* Recorded data:

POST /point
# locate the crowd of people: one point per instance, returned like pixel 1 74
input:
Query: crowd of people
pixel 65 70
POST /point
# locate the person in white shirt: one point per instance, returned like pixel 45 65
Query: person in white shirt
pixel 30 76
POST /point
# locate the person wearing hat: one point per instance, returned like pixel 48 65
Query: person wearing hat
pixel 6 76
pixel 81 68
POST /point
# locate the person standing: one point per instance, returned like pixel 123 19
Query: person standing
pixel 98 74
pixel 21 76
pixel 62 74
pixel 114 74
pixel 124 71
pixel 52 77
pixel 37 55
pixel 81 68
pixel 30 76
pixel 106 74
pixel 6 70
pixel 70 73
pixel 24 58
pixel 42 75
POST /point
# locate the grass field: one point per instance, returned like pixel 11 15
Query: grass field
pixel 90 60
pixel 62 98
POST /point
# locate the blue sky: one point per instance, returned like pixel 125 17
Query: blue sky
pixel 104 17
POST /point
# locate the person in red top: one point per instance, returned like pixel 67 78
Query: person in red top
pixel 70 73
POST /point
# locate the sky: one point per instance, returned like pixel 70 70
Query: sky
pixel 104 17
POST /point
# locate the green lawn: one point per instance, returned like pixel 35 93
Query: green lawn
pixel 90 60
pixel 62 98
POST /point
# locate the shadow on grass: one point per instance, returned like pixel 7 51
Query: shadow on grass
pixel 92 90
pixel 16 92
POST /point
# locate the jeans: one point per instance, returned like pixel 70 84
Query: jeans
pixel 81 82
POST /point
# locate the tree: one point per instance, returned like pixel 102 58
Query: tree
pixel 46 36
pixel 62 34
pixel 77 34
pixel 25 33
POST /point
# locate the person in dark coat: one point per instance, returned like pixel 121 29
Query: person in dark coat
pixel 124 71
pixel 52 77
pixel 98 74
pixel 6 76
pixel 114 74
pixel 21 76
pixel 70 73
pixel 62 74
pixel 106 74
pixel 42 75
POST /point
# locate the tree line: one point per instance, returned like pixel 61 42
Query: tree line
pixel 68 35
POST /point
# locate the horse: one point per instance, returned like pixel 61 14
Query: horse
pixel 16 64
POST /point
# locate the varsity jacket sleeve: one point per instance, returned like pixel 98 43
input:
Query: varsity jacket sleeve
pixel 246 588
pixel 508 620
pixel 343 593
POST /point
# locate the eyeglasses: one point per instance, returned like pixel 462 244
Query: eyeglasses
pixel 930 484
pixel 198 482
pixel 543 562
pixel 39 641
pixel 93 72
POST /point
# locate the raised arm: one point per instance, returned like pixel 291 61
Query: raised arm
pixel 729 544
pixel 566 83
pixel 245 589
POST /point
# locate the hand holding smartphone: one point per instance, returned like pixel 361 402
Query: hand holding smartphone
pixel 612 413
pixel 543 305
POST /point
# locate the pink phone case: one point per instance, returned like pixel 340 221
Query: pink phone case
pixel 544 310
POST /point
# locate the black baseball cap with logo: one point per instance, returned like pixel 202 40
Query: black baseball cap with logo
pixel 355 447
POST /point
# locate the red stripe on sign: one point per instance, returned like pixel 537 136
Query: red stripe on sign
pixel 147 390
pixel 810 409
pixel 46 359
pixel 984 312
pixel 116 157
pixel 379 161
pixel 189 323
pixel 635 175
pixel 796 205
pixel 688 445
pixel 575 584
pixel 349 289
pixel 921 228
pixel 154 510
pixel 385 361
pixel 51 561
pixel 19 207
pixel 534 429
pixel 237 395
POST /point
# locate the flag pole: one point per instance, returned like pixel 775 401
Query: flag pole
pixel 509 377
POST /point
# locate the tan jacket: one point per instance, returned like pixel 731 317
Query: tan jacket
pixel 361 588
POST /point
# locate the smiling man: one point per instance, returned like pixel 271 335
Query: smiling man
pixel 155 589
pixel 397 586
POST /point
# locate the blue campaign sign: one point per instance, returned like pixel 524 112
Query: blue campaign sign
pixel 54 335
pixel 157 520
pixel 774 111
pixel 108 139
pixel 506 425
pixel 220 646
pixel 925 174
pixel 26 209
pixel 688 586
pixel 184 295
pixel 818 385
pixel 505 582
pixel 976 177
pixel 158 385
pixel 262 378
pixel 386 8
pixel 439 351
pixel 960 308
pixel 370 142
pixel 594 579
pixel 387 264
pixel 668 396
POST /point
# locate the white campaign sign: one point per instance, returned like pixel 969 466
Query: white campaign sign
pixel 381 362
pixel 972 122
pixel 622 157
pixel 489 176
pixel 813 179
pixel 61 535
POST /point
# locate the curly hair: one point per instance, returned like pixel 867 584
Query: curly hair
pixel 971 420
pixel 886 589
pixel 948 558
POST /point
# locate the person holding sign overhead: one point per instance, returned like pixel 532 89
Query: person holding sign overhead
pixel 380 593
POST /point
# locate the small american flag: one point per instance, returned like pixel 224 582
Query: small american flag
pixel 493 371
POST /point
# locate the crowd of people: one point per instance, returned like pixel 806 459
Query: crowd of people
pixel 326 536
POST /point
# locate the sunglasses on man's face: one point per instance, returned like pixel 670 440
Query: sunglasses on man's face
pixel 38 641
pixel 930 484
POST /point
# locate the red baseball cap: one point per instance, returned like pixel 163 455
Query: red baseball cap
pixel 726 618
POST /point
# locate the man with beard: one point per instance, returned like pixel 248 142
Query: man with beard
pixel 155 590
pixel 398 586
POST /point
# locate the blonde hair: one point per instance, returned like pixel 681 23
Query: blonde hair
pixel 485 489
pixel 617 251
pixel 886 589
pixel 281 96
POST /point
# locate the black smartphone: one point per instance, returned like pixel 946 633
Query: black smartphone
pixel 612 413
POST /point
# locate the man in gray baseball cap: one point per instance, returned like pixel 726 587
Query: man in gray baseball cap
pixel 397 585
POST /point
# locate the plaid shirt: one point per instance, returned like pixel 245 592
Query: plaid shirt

* Task prompt: The records are to be duplicated in full, with every word kept exactly.

* Exercise result:
POST /point
# locate the crowd of people: one point per instance, returned like pixel 1 74
input:
Query: crowd of people
pixel 65 70
POST /point
# locate the person in white shirt: one point per instance, returned like pixel 45 65
Query: person in white shirt
pixel 30 76
POST /point
# locate the person wearing hat: one point per instance, returned like pixel 48 65
Query: person wearing hat
pixel 6 76
pixel 81 68
POST /point
# locate the person standing: one point per instance, returned like pixel 123 19
Query: person standing
pixel 98 74
pixel 21 76
pixel 62 74
pixel 114 74
pixel 124 71
pixel 52 77
pixel 37 55
pixel 81 68
pixel 30 76
pixel 106 74
pixel 6 70
pixel 70 73
pixel 24 58
pixel 42 75
POST /point
# locate the grass field: one point per instance, returned like pixel 11 15
Query: grass field
pixel 90 60
pixel 62 98
POST /point
# locate the blue sky: one point per instance, returned like pixel 125 17
Query: blue sky
pixel 104 17
POST /point
# locate the person in red top: one point per instance, returned like pixel 67 78
Query: person in red top
pixel 70 73
POST /point
# locate the sky: one point per instance, returned like pixel 70 70
Query: sky
pixel 104 17
POST /point
# locate the green lawn: one point per instance, returned like pixel 35 93
Query: green lawn
pixel 90 60
pixel 62 98
POST /point
# locate the shadow on grass: one point per instance, returned like pixel 7 51
Query: shadow on grass
pixel 92 90
pixel 16 92
POST /point
# locate the jeans: one point per instance, returned like pixel 70 84
Query: jeans
pixel 81 82
POST /point
# locate the tree: one point per instance, returned like pixel 102 58
Query: tree
pixel 46 36
pixel 62 34
pixel 77 34
pixel 25 33
POST /point
# locate the person in dark coat: one point per instance, returned like pixel 121 29
Query: person in dark coat
pixel 124 71
pixel 52 77
pixel 98 74
pixel 6 76
pixel 114 74
pixel 21 76
pixel 70 73
pixel 62 74
pixel 106 74
pixel 42 75
POST /point
# locate the tree line: one point per instance, returned like pixel 61 42
Query: tree line
pixel 68 35
POST /point
# locate the horse: one point per instance, returned like pixel 61 14
Query: horse
pixel 16 64
POST /point
# locate the varsity jacket sleeve: one point per instance, returned like pixel 98 43
input:
Query: varsity jacket sleeve
pixel 246 588
pixel 508 620
pixel 343 593
POST /point
# locate the eyeglasses: one point per instance, returned like pixel 462 244
Query: eyeglasses
pixel 930 484
pixel 198 482
pixel 543 562
pixel 39 641
pixel 93 72
POST /point
# locate the raised arm: one point per instance, returned like pixel 291 61
Query: raised arm
pixel 729 544
pixel 566 83
pixel 245 589
POST /point
# locate the hand holding smartphone: one point per instance, returned like pixel 361 402
Query: hand holding smartphone
pixel 612 413
pixel 543 305
POST /point
# locate the pink phone case: one point per instance, returned like pixel 340 221
Query: pink phone case
pixel 544 310
POST /point
# locate the black baseball cap with logo: one point per instance, returned like pixel 202 40
Query: black baseball cap with logo
pixel 355 447
POST /point
# locate the red stripe on sign: one point per instance, returned like pixel 537 136
Query: red stripe on sign
pixel 147 390
pixel 810 409
pixel 46 359
pixel 984 312
pixel 116 157
pixel 379 161
pixel 189 323
pixel 635 175
pixel 796 205
pixel 688 445
pixel 575 584
pixel 349 289
pixel 921 228
pixel 154 510
pixel 385 361
pixel 51 561
pixel 19 207
pixel 534 429
pixel 237 395
POST /point
# locate the flag pole: one point per instance, returned like pixel 775 401
Query: flag pole
pixel 509 377
POST /point
# locate the tan jacket: one point per instance, returned like pixel 731 317
Query: tan jacket
pixel 361 588
POST /point
# locate the smiling man: one point per instance, returned like pixel 271 335
Query: smiling man
pixel 155 589
pixel 397 586
POST /point
# locate the blue campaign sign: one point per instance, returned like pixel 524 112
Query: blue campaign sign
pixel 54 335
pixel 157 520
pixel 774 111
pixel 108 139
pixel 506 425
pixel 220 646
pixel 925 174
pixel 26 209
pixel 688 586
pixel 184 295
pixel 818 385
pixel 505 582
pixel 976 177
pixel 158 385
pixel 262 378
pixel 386 8
pixel 439 351
pixel 960 308
pixel 370 142
pixel 594 579
pixel 387 264
pixel 668 396
POST /point
# locate the white campaign sign: one point per instance, returned like pixel 969 466
Query: white campaign sign
pixel 381 362
pixel 972 122
pixel 622 157
pixel 489 176
pixel 813 179
pixel 61 535
POST /point
# locate the curly hair: one point per instance, returned like pixel 867 584
Query: curly hair
pixel 971 420
pixel 886 589
pixel 948 558
POST /point
# locate the person holding sign overhead: one point per instance, returned like pixel 532 89
Query: person holding sign overhead
pixel 380 593
POST /point
# locate the small american flag: one point per instance, returned like pixel 224 582
Query: small american flag
pixel 493 371
POST /point
# locate the crowd of people: one point per instance, returned like pixel 806 459
Query: crowd of people
pixel 326 536
POST /point
# locate the sunglasses on man's face: one point per instance, returned like pixel 670 440
Query: sunglasses on man's face
pixel 38 641
pixel 930 484
POST /point
# locate the red baseball cap: one point per instance, returned like pixel 163 455
Query: red baseball cap
pixel 726 618
POST /point
# locate the man with beard: one point per instance, returned like pixel 248 142
Query: man with beard
pixel 155 590
pixel 398 586
POST /point
# locate the blonde hair: one point per instance, returned like pixel 681 23
Query: blonde hair
pixel 485 489
pixel 617 251
pixel 886 589
pixel 281 96
POST /point
# locate the black smartphone: one point per instance, returned like pixel 946 633
Query: black smartphone
pixel 612 413
POST /point
# locate the man in gray baseball cap: one point per instance, returned like pixel 726 587
Query: man in gray baseball cap
pixel 397 585
POST /point
# locate the plaid shirt: one point per instance, returned like pixel 245 592
Query: plaid shirt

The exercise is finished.